+++ Given text +++
# Soap in a car



## a4patch (Oct 7, 2009)

Can I keep soap in my trunk. Seems like when someone asks about our soap, we never have a bar or sample with us. 

Will the heat hurt it, the smell or the texture.

Someone told me not to keep it in the heat.

Is this true?


----------



## hsmomof4 (Oct 31, 2008)

If you want to take samples with you, I would have a couple in your purse or something. It gets so hot in the car this time of year.


----------



## Anita Martin (Dec 26, 2007)

I do leave soap in my car, in boxes, but park in the shade in my yard and leave the windows down if it's hot. I think it would be much better in the trunk, but I have horse hoof trimming tools in my trunk and it's yukky there....although I could do better with that. 

Also, you can leave soap in a cooler in your car, even wrapping one of those ice packs with a towel and tucking it in the corner of the cooler if it was to get really hot and your car would be parked in the sun. When I sold Mary Kay, that's what we were told to do with the make up. 

Putting your soap in the trunk, in a cooler should be okay.


----------



## adillenal (Feb 6, 2009)
+++ Excerpted data +++
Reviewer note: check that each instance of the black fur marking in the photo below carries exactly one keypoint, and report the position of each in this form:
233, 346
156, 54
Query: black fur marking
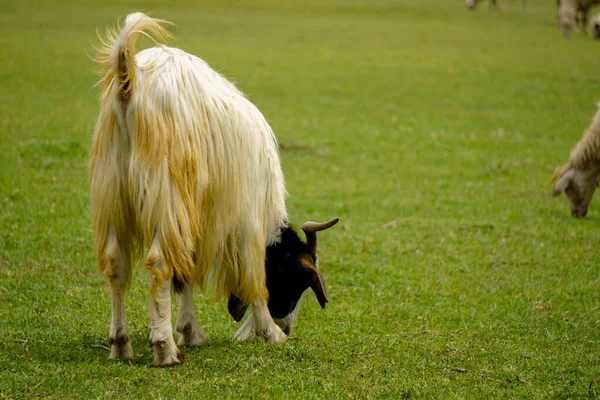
286, 278
178, 284
236, 307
+++
◆ What to produce ◆
Please list every username that heads a post in the soap-in-a-car thread above.

◆ Result ◆
a4patch
hsmomof4
Anita Martin
adillenal